Zoo opent de documentatie over de georganiseerde krachten ons het uitzicht op praktische mogelijkheden van onmiddellijke reorganisatie. Maar het is niet voldoende het aantal vakverenigingen te kennen, men moet ook het aantal van de georganiseerde arbeiders weten, de kaders zelf van het arbeidersleger. Hier ook moet men de cijfers bestuderen van elke vakvereniging, tot welke ideologische richting ze ook behoort.
En om ten slotte de studie te completeren zal men moeten weten hoeveel niet-georganiseerde arbeiders in iedere industrie, in ieder vak, in iedere fabriek werken.[1]
De burgerlijke en kapitalistische statistiek heeft zich niet al te zeer voor deze vraagstukken geïnteresseerd, behalve wanneer ze het totaal van arbeidskrachten moest weten dat het ondernemerdom nodig zou kunnen hebben. Voor ons anarcho-syndicalisten zijn deze statistieken onontbeerlijk: zij zullen ons onze kracht aantonen… en onze zwakheden. En zijn zwakheden kennen is de eerste schrede naar de organisatie zijner krachten.

### Vastgelegde gegevens

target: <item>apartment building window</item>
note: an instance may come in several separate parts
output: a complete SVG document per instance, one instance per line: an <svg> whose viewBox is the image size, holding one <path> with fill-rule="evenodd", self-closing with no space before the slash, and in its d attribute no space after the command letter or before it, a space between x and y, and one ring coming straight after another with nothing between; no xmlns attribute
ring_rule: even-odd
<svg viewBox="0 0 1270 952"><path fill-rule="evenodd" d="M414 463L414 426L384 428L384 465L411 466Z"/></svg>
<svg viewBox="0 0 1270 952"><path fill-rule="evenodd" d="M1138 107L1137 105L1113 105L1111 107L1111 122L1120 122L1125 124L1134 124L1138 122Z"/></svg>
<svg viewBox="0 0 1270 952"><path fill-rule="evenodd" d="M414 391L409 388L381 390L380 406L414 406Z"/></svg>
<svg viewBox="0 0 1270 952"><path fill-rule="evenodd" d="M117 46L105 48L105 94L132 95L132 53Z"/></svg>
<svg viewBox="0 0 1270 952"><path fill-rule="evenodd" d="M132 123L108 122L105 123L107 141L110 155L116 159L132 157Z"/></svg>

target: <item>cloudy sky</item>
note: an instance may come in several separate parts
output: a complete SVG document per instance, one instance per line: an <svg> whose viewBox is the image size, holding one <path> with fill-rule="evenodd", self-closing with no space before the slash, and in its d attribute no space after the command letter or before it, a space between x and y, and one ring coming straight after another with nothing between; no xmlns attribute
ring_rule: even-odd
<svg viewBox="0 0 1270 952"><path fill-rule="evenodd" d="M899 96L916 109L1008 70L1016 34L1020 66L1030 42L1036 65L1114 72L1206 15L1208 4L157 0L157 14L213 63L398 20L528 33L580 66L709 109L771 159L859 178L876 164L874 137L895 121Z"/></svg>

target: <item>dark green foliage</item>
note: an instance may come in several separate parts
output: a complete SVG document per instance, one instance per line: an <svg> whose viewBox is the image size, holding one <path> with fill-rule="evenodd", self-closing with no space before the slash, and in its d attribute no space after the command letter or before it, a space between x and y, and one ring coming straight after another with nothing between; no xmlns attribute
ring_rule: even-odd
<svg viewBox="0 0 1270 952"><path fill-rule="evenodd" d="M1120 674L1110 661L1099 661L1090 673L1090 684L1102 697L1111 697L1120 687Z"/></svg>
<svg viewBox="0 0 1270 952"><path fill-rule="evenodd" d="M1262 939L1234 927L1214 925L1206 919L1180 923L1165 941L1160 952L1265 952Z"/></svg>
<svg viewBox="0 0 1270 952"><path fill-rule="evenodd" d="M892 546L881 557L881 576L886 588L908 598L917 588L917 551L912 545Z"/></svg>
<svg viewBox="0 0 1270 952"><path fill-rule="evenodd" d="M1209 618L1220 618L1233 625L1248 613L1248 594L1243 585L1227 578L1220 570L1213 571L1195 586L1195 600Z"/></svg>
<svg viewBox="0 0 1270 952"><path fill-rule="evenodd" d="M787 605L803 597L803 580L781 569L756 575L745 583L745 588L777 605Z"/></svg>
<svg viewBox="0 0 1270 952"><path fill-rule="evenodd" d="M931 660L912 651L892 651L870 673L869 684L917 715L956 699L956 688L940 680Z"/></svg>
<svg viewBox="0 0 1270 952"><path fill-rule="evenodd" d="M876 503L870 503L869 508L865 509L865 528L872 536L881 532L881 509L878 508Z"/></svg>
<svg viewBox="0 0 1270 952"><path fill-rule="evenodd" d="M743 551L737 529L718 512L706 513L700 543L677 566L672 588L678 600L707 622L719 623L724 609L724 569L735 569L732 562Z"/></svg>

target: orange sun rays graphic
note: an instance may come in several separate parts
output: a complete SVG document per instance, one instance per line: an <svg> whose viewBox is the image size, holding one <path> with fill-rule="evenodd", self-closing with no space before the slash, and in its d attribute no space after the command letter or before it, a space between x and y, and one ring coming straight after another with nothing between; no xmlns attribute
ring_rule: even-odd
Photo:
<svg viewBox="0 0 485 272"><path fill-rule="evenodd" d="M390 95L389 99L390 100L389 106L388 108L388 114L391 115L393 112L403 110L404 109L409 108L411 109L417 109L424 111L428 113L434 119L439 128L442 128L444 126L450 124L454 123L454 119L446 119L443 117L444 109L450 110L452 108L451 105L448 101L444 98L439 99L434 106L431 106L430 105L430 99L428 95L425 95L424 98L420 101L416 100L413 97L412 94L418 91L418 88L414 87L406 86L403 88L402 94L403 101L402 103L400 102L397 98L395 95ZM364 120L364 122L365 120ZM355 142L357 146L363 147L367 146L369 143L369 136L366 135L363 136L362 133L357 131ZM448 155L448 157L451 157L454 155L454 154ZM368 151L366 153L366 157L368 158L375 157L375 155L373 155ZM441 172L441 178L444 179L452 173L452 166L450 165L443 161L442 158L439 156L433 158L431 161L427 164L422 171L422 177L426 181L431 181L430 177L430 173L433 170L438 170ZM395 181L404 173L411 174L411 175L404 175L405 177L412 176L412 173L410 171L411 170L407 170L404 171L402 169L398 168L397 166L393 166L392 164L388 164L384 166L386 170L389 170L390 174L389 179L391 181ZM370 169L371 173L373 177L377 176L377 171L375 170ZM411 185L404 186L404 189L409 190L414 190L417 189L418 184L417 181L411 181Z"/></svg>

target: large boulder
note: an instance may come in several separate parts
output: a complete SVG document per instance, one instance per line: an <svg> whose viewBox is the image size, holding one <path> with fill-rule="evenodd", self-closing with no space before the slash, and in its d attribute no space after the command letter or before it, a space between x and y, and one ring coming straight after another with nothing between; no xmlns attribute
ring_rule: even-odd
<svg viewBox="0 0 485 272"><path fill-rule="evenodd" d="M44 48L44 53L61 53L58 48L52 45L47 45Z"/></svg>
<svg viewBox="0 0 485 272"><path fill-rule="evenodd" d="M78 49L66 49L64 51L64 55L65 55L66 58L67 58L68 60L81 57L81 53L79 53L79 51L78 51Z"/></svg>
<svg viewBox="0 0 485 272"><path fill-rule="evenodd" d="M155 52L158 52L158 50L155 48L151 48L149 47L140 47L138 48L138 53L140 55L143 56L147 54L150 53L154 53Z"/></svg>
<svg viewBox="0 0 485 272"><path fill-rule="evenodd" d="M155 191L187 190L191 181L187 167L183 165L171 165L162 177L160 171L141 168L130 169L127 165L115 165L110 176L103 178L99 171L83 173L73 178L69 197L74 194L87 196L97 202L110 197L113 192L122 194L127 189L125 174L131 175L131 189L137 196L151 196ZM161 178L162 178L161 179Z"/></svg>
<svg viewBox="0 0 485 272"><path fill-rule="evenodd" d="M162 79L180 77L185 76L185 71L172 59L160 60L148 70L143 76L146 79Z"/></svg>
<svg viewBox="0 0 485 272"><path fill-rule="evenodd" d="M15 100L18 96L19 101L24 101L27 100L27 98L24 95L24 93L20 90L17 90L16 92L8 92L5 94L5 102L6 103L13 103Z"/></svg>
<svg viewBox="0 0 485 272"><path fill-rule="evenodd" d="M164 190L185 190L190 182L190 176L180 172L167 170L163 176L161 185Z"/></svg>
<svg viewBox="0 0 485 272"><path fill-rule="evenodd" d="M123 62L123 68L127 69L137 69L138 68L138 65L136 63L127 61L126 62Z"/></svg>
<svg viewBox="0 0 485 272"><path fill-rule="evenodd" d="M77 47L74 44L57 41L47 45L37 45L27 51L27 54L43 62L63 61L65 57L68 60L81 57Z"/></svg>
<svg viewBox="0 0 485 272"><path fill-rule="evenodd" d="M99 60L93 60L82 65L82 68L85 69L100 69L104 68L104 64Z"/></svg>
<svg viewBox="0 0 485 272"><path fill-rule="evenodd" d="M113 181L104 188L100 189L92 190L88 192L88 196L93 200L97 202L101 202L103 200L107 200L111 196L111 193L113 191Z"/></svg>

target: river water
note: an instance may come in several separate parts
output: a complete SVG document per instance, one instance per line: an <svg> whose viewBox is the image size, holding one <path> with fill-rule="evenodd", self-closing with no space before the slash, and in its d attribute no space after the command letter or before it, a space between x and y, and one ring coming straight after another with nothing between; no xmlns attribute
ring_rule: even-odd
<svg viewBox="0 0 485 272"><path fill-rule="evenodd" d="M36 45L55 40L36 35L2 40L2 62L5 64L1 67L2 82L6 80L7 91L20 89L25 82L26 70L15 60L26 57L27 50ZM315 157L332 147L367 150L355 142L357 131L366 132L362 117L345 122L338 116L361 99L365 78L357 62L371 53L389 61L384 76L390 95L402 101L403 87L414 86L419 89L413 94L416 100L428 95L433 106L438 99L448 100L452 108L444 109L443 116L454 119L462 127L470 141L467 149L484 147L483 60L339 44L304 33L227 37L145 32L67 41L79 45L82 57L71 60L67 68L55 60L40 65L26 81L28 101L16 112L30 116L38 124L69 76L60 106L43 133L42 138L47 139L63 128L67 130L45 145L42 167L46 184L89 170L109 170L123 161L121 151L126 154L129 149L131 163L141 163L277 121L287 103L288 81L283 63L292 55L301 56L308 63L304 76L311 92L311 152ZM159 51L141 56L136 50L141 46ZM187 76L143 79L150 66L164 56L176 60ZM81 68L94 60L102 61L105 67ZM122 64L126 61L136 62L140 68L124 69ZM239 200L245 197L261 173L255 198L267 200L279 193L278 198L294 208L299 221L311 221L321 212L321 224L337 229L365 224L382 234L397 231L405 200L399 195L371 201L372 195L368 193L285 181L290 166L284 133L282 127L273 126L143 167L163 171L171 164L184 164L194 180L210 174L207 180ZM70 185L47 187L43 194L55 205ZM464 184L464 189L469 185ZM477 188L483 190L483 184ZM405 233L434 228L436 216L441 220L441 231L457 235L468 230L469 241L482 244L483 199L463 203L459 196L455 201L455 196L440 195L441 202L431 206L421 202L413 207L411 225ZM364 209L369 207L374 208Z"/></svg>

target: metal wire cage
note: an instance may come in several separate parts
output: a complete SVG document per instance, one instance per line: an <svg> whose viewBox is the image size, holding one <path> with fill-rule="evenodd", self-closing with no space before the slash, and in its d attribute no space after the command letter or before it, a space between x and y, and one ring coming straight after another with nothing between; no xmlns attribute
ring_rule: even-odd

### Opdrachten
1. Wat is volgens het tekstfragment de eerste schrede naar de organisatie van de eigen krachten?
2. Haal uit de records elke regel waarin het woord "item" voorkomt.

### Antwoorden
1. Zijn zwakheden kennen.

2.
target: <item>apartment building window</item>
target: <item>cloudy sky</item>
target: <item>dark green foliage</item>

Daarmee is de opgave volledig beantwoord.